Return every line of the material below that contains the word "island", copied in full. Case counts, so match only that exact capitalization.

** BEGIN RECORDED INFORMATION **

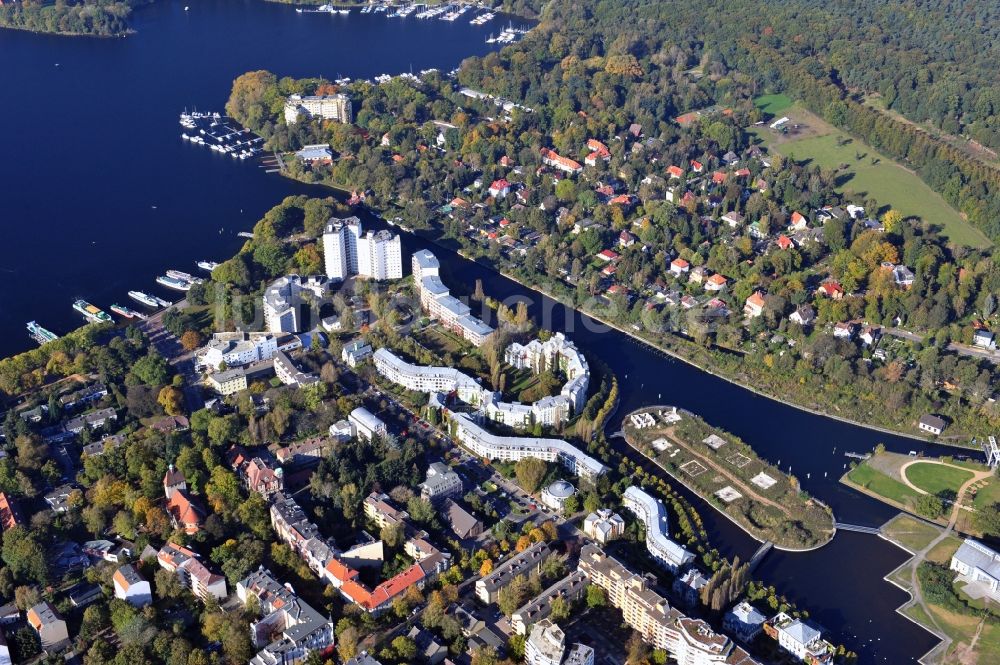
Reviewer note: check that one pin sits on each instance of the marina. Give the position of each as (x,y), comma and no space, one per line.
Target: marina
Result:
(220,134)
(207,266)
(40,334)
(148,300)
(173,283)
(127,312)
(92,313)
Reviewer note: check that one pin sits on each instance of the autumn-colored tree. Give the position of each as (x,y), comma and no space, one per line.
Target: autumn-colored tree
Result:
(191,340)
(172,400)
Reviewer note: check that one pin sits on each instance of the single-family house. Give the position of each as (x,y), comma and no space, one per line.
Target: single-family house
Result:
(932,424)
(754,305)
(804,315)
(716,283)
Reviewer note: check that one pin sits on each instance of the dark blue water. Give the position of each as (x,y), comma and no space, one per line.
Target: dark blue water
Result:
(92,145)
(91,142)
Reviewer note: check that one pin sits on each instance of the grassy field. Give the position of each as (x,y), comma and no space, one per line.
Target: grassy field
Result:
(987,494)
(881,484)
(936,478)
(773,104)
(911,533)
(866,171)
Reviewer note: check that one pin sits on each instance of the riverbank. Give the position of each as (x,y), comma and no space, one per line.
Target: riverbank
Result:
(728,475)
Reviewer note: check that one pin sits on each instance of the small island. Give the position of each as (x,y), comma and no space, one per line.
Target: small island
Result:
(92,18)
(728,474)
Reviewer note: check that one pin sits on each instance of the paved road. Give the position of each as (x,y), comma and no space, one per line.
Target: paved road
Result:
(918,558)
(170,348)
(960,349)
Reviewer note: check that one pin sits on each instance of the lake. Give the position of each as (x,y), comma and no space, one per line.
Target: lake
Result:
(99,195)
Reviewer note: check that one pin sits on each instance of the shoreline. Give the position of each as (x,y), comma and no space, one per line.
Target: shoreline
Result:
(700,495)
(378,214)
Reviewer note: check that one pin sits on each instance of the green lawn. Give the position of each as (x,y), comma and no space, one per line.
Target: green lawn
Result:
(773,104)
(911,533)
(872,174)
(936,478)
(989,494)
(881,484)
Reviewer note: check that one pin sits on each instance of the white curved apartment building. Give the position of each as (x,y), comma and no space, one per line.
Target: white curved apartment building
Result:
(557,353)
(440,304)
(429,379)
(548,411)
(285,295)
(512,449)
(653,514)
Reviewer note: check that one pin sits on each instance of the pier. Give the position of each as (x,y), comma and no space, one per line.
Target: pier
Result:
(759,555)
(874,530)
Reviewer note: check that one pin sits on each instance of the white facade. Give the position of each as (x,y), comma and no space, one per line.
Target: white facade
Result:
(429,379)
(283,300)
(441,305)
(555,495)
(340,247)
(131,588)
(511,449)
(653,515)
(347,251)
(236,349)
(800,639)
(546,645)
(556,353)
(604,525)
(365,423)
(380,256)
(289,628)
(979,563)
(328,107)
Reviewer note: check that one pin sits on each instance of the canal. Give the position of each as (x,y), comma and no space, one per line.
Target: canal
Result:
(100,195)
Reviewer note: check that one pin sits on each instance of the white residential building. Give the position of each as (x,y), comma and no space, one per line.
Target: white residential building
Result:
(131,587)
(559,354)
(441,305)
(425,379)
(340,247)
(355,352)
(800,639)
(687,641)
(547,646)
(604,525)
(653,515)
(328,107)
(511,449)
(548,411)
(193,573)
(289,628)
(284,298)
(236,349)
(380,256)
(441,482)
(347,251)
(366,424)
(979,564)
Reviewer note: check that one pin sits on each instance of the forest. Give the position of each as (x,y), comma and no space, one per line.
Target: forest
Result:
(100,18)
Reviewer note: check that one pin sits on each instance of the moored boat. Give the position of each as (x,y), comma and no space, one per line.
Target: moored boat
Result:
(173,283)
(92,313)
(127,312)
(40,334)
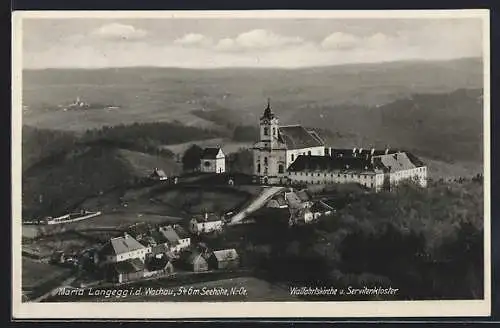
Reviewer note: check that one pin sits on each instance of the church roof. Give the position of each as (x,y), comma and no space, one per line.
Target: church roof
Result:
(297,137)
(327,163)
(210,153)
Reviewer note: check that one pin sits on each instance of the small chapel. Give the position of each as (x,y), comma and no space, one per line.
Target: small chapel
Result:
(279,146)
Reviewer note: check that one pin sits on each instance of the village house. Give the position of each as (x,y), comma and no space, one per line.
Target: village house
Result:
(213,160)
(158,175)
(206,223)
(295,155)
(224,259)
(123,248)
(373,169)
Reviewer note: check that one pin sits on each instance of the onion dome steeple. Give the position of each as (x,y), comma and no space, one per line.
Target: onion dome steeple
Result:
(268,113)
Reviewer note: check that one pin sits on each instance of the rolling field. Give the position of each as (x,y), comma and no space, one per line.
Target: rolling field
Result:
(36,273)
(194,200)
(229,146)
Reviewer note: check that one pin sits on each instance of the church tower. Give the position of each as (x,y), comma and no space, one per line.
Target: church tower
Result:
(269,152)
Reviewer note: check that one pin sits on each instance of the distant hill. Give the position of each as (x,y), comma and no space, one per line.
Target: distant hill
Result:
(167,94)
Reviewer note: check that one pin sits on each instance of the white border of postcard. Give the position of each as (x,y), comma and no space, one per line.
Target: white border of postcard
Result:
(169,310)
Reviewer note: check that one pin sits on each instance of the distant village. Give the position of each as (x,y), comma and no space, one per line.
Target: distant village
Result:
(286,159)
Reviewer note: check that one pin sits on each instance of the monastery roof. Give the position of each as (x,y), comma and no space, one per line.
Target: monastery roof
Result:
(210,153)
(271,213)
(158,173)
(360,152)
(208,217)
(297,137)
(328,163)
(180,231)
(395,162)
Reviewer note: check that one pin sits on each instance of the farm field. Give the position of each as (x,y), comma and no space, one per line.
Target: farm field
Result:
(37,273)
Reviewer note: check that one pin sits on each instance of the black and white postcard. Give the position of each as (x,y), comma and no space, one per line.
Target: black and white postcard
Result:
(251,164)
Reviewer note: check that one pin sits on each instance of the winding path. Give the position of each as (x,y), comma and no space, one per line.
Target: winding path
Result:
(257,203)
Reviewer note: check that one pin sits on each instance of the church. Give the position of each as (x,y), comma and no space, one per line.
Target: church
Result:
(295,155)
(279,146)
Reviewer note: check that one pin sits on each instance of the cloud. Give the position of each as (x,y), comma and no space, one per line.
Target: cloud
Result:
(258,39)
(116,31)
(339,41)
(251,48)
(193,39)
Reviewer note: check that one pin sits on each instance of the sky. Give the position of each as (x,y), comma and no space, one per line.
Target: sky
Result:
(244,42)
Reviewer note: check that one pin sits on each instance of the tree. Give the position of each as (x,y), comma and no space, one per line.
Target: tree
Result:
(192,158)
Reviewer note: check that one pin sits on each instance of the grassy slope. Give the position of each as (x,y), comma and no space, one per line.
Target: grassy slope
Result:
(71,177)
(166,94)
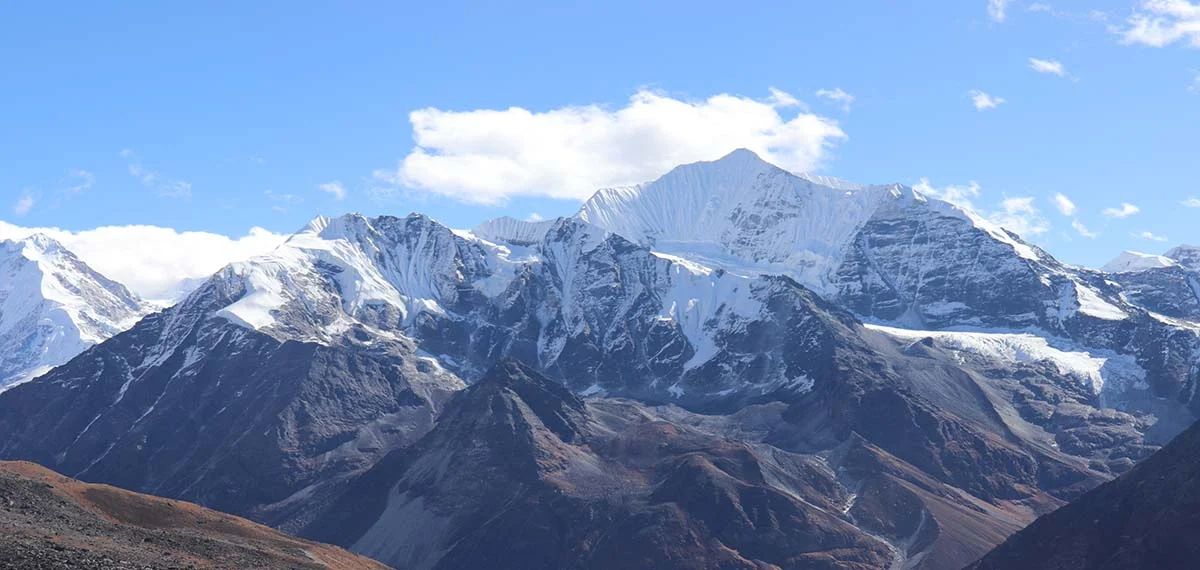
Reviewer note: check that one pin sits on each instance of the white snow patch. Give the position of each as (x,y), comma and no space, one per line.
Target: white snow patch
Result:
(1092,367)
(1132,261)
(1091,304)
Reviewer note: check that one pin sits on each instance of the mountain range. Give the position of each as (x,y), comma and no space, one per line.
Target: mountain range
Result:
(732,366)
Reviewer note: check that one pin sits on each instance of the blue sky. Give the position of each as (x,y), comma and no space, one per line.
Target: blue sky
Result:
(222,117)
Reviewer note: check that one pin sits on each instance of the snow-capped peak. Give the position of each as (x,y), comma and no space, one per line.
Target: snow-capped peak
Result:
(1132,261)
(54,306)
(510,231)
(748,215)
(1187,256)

** END RECORDED INFORMATION **
** BEGIN RECORDED INFORMATION **

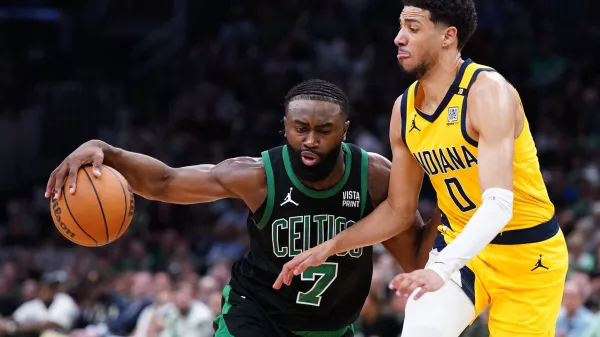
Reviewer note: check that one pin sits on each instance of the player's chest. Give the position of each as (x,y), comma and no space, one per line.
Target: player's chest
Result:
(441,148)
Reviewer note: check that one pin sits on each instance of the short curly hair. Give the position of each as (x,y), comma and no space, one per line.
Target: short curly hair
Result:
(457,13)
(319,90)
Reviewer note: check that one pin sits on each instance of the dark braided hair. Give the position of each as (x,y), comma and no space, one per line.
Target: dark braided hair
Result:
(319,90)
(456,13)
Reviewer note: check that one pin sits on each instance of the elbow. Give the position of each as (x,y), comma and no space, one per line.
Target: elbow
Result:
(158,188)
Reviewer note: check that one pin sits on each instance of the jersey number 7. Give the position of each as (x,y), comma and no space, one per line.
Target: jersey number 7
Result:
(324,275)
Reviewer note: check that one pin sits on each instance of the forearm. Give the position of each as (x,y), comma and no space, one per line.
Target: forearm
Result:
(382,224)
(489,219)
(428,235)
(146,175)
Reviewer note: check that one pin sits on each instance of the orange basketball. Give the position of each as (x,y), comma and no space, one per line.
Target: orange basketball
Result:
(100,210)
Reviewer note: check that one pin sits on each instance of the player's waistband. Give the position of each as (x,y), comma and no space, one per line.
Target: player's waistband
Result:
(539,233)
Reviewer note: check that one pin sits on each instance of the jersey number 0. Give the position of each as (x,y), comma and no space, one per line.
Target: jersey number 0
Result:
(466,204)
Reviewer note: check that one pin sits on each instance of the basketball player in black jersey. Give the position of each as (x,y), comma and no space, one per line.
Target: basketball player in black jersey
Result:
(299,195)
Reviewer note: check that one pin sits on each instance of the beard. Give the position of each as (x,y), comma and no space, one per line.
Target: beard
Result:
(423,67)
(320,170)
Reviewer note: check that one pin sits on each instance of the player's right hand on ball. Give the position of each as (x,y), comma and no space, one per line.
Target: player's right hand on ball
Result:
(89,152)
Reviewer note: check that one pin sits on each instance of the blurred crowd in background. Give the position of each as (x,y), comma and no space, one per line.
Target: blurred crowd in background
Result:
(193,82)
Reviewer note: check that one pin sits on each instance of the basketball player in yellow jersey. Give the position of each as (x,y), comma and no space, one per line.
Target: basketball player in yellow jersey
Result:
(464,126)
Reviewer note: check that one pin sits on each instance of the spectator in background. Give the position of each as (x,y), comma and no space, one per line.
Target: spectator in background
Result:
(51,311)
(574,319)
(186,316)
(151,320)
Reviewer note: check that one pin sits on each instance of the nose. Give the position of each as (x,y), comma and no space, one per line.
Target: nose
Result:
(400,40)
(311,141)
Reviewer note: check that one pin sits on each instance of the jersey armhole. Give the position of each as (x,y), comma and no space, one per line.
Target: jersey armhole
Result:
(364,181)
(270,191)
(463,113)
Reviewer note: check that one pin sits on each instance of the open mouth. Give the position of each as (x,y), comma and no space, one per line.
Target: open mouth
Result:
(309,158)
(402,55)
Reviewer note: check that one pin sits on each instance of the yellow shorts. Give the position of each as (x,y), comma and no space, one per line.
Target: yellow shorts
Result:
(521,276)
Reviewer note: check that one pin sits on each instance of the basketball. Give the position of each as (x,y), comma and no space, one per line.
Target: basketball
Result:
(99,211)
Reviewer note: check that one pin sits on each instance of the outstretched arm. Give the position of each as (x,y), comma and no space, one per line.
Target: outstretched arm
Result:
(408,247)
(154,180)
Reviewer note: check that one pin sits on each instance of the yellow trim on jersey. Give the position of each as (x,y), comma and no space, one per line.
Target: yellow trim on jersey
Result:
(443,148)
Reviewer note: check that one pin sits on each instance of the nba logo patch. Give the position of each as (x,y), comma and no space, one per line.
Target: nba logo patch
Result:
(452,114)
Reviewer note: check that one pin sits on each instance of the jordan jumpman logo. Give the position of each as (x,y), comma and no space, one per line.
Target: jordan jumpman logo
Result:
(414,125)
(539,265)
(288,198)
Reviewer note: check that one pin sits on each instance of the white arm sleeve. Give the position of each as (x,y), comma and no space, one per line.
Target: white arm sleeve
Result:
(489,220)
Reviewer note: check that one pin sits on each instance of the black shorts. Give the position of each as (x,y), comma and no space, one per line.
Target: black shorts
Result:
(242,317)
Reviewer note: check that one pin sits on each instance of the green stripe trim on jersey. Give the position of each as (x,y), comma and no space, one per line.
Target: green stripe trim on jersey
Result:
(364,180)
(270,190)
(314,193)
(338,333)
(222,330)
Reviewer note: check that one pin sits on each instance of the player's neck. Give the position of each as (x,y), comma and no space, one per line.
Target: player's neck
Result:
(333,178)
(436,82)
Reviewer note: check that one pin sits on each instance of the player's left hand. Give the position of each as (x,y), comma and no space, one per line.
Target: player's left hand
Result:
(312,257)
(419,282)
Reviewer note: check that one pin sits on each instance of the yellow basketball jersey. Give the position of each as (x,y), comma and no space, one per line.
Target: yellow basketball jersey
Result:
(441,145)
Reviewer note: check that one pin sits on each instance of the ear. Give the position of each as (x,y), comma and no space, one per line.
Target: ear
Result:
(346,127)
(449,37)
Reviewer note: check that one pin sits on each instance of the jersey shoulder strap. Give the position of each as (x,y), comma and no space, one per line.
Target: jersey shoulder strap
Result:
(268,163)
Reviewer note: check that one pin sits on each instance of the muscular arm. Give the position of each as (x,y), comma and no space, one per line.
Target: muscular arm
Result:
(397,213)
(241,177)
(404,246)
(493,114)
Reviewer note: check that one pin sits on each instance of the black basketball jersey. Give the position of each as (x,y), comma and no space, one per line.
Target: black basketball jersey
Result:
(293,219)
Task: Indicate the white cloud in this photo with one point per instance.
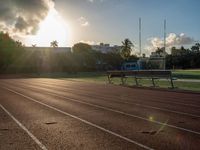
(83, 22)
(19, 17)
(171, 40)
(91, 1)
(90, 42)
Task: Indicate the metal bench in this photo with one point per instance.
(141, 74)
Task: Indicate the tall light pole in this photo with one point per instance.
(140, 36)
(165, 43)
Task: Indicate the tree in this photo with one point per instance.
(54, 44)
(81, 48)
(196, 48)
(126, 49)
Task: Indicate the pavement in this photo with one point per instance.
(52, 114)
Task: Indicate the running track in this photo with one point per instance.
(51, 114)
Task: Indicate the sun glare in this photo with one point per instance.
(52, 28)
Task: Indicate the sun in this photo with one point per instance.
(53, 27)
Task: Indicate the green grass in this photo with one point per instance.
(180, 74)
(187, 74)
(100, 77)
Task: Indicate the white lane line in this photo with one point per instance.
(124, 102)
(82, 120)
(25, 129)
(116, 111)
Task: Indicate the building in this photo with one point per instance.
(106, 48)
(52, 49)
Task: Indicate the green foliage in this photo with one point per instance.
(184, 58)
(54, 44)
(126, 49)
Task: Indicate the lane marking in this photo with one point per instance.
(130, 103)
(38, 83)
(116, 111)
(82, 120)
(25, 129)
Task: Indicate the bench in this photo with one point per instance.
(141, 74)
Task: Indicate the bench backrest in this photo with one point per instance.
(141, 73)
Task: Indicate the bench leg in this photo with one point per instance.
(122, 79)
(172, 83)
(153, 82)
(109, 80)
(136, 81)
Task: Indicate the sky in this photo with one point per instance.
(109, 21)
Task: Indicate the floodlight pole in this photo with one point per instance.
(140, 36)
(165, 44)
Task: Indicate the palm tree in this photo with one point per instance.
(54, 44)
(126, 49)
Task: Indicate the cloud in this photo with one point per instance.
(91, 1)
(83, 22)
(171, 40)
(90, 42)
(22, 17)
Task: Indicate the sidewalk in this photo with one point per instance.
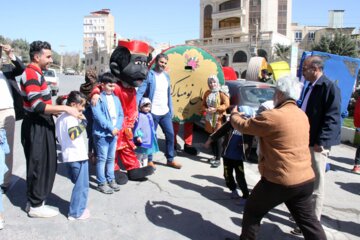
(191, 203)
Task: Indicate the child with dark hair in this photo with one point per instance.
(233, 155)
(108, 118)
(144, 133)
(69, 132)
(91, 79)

** END RECORDED INFORMATION **

▸ **EXERCISE SOLUTION**:
Reviewer note: check that one pin sits on each instance of the small island. Give the position of each as (x,y), comma and no space, one per line.
Target: small island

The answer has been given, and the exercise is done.